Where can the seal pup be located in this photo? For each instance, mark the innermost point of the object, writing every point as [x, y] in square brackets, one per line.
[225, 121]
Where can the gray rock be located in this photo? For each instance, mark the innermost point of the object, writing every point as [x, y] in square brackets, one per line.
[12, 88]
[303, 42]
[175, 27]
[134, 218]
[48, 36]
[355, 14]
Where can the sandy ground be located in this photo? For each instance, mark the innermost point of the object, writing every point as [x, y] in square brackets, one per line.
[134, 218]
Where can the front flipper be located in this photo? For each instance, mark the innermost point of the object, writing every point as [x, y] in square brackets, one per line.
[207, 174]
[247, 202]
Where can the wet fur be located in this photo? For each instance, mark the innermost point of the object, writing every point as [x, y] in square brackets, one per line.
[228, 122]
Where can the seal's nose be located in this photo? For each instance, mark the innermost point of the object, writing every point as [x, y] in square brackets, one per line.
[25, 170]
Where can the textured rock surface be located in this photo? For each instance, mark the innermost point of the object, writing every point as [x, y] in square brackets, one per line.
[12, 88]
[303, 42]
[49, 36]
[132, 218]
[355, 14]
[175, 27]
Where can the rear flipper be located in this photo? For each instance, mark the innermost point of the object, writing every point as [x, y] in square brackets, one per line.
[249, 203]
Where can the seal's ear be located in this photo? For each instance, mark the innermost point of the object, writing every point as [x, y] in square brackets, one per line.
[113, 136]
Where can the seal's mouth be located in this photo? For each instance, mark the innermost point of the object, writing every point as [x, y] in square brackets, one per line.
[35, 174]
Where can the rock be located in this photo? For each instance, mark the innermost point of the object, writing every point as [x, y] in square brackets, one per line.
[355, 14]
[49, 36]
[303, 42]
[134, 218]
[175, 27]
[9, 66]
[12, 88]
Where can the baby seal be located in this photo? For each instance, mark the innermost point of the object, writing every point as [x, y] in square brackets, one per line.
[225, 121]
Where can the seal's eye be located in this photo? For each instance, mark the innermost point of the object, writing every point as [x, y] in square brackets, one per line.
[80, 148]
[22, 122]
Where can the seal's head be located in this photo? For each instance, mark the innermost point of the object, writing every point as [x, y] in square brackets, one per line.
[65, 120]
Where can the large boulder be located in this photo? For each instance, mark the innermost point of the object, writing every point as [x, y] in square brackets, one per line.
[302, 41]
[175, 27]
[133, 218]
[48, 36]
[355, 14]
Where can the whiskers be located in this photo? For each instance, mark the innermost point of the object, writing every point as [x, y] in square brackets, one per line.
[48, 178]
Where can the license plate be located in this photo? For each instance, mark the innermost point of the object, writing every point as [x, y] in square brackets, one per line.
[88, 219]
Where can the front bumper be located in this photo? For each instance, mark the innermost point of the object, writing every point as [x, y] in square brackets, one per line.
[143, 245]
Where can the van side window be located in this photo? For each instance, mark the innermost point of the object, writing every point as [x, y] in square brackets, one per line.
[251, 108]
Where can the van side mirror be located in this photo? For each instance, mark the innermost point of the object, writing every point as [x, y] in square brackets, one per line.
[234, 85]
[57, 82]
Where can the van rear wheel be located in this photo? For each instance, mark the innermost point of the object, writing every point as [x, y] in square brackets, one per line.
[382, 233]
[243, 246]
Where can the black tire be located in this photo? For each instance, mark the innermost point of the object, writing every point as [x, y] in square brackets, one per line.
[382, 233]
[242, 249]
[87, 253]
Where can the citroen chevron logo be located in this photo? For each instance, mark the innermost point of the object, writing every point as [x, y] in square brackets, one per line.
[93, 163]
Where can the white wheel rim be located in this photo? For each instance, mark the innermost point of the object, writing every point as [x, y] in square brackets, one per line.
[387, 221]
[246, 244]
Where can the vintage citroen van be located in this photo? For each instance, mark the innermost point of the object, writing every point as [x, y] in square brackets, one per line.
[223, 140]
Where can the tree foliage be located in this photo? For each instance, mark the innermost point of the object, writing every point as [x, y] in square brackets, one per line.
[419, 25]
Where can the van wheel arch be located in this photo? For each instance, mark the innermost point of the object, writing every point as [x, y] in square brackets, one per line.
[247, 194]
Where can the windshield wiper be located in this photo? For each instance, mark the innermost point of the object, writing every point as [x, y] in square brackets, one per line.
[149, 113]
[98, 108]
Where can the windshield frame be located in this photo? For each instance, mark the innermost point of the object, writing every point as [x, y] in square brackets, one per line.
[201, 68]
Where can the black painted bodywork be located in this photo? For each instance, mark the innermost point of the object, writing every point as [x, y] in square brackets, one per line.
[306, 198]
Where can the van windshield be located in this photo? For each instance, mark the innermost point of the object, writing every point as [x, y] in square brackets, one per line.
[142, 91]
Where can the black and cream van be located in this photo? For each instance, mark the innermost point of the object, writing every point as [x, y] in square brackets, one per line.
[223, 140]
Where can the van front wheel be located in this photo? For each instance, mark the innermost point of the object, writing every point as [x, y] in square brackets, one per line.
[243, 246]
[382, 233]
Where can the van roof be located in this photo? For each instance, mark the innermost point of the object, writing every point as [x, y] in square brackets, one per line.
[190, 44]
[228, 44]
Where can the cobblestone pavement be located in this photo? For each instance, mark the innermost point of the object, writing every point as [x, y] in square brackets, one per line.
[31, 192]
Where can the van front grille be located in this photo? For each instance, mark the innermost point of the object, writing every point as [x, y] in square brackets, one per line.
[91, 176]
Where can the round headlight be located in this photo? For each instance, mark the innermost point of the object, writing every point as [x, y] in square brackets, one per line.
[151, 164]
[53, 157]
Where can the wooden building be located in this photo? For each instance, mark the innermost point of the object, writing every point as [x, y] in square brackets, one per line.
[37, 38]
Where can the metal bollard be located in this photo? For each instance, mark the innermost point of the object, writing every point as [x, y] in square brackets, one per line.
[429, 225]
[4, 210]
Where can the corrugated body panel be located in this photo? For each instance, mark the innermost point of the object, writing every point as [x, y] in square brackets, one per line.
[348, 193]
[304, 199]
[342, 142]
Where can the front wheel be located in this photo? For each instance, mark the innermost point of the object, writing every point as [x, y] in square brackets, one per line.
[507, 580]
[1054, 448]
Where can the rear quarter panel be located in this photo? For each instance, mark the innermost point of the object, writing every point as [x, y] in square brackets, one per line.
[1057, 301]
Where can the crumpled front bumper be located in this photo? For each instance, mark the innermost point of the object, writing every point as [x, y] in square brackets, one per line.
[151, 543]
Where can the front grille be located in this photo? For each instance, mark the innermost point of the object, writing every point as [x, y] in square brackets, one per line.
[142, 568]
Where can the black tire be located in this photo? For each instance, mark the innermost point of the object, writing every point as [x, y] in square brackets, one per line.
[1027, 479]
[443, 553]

* * *

» SHORT TASK: Return all of the rows above verbatim, without altering any character.

» THE REPLY:
Where can the seal pup be located in this photo? For each instance, mark the innermost point of the object, writing every point as [x, y] in square brackets, one per line.
[225, 121]
Where can the gray rock be located in this photo? For each instance, mark the innermost point of the object, writing every point as [x, y] in square brackets, one per line.
[12, 88]
[303, 42]
[175, 27]
[134, 218]
[48, 36]
[355, 14]
Where can the sandy ground be located in this photo? For each instance, mark the innermost point of the object, writing every point as [x, y] in square brackets, one per line.
[134, 218]
Where can the front flipper be located in this photo? For each instance, mark the innermost point of the object, writing every point as [x, y] in square brackets, one per line.
[207, 174]
[247, 202]
Where can the wet fur be located in this photo? For each instance, mark the innermost point of the object, writing every point as [x, y] in square brackets, one per line.
[228, 122]
Where can the seal's nose be located in this photo? For each instance, mark the innermost point of the object, writing every point as [x, y] in square brackets, one per line.
[25, 170]
Where can the textured rock surface be located in this photo? For each instance, mark the innermost point of the object, writing every point as [x, y] in square brackets, one per line.
[12, 88]
[303, 42]
[49, 36]
[132, 218]
[355, 14]
[175, 27]
Where can the rear flipper be located in this photo? For each instance, mark the innermost point of the object, writing every point as [x, y] in square brackets, one per line.
[249, 203]
Where can the seal's ear be located in this photo? For each instance, mark the innermost point of the object, writing every point as [x, y] in square brackets, one per line.
[113, 136]
Where can the seal's mouth be located in this photo? For each instance, mark the innermost point of the object, writing every point as [x, y] in square brackets, one per line.
[35, 174]
Where can the rock be located in this photo? For each instance, mark the innermost point of the object, writing every point as [x, y] in square brackets, one per line.
[355, 14]
[49, 36]
[303, 42]
[134, 218]
[175, 27]
[9, 66]
[12, 88]
Where can the baby seal be located in this photo? For each instance, mark the innermost point of the object, writing every point as [x, y] in square brackets, one per line.
[225, 121]
Where can the seal's eye be located in this photo? For each instance, mark the innermost point of the object, writing every point as [x, y] in square brackets, one per line.
[80, 148]
[22, 122]
Where can the seal's head be located in this photo? For each instance, mark the innermost point of the object, writing every point as [x, y] in square brackets, one per line.
[65, 120]
Where can the large boulder be located in this photo? For each instance, mark the innermost point of the object, writing every point as [x, y] in square brackets, one per line.
[302, 41]
[175, 27]
[133, 218]
[48, 36]
[355, 14]
Where can the whiskers be located in this photo? For each instance, mark the innermost point of the object, writing every point as [x, y] in square brackets, one per line.
[48, 178]
Where can the license plate be located in this photo? For each instance, mark the innermost point of the object, writing every point as [x, y] in square brackets, one per line.
[88, 219]
Where can the front bumper be located in this photo? For each instance, mark the innermost point of the object, writing every point as [x, y] in square brackets, one per line.
[143, 245]
Where can the van side window be located in this photo? For each instance, mark the innermost point of the object, writing every point as [x, y] in square brackets, one per line.
[251, 108]
Where can the van side mirror be located in this photo? For each instance, mark the innermost point of the object, writing every point as [x, y] in square brackets, one per line.
[234, 85]
[57, 82]
Where can the van rear wheel be located in this photo? For each instance, mark the innermost point of the object, writing every point as [x, y] in square brackets, one per line.
[382, 233]
[243, 246]
Where can the black tire be located in this photo? For each instance, mark the innermost point of the object, writing every point as [x, y] in square brackets, one per line.
[382, 233]
[242, 249]
[87, 253]
Where can the citroen chevron logo be located in this photo? For each instance, mark the innermost point of the object, writing every point as [x, y] in square brackets, one per line.
[93, 163]
Where can the white wheel rim be located in this photo? For each instance, mark the innermost point of the object, writing every point as [x, y] in square brackets, one per line.
[387, 221]
[246, 244]
Where can the vintage citroen van be located in this photo? For each instance, mark the innermost point of the object, writing every point as [x, y] in square brackets, one per line.
[223, 140]
Where can the tree foliage be located in this photo? For each instance, mark the innermost point of the object, writing every point as [x, y] in square brackets, one per line.
[419, 25]
Where can the van wheel arch be located in this photo? For each instance, mark the innermost point of the object, writing every point as [x, y] in square brackets, one per line.
[247, 194]
Where can the windshield wiper be located in this photo? For each instance, mark the innermost point of the object, writing every point as [x, y] in square brackets, one per line.
[149, 113]
[98, 108]
Where can the windshield frame be located in this photo? For each instance, mark the innermost point of the object, writing every point as [x, y] in square brackets, one per line.
[201, 68]
Where can the black painted bodywork be located in this photo? For each instance, mark the innermost point of the object, writing every point as [x, y] in square brackets, one per line.
[306, 198]
Where can the van windshield be located in this photo? For each instance, mark the innermost point of the object, writing every point as [x, y] in square brackets, one per line.
[142, 91]
Where can the black and cream van be located in this photo? For each instance, mark the innermost point of the object, writing every point as [x, y] in square brackets, one per line.
[223, 140]
Where can the van front wheel be located in this photo? For each instance, mark the innermost point of the object, writing every point as [x, y] in square brackets, one per line.
[243, 246]
[382, 233]
Where can the van roof be located in this photo? For each instance, mark the innermost point of the object, writing every point as [x, y] in square brackets, one per line.
[190, 44]
[228, 44]
Where can the cobblestone pavement be located in this photo? For each instance, mark the innermost point of the object, writing every point as [x, y] in square brackets, one per line.
[31, 192]
Where can the van front grille be located in this photo? For each instance, mark the innermost point of the object, writing every point as [x, y] in square brackets, one per line.
[91, 176]
Where can the round headlight be located in this photo? For each instance, mark the innermost point of the object, writing every point as [x, y] in square brackets, one per line.
[151, 164]
[53, 157]
Where can the wooden building be located in this photo? For each instance, mark the innermost point of the object, writing every point as [x, y] in square brackets, one per line.
[37, 38]
Where can the metal bollard be located in this photo? For each instance, mark the innermost point of the object, writing every point as [x, y] in square brackets, one per line.
[429, 225]
[4, 210]
Where can the corrugated body panel be located in this photo? For each instance, mark the innermost point of the object, writing every point as [x, y] in square brackets, one per line.
[348, 193]
[304, 199]
[342, 142]
Where can the front wheel be located in this photo? For each instance, mark the innermost point of the object, writing every point as [x, y] in square brackets, one per line.
[507, 580]
[1054, 448]
Where can the rear quarter panel be located in this photo? For each instance, mark the innermost point of the object, writing every point as [x, y] in square brackets, one per line.
[1057, 301]
Where can the crumpled front bumper be located in this photo? For each instance, mark the innermost point of the object, writing every point as [x, y] in square brackets, one per line.
[151, 543]
Where can the front grille be located in this photo? For each instance, mark the innermost point of the object, writing every point as [x, y] in square brackets, one per line.
[142, 568]
Where can the black tire be located in this photo? For each instance, mark the innermost point of the object, writing every point as [x, y] in square brackets, one per line.
[1027, 479]
[443, 553]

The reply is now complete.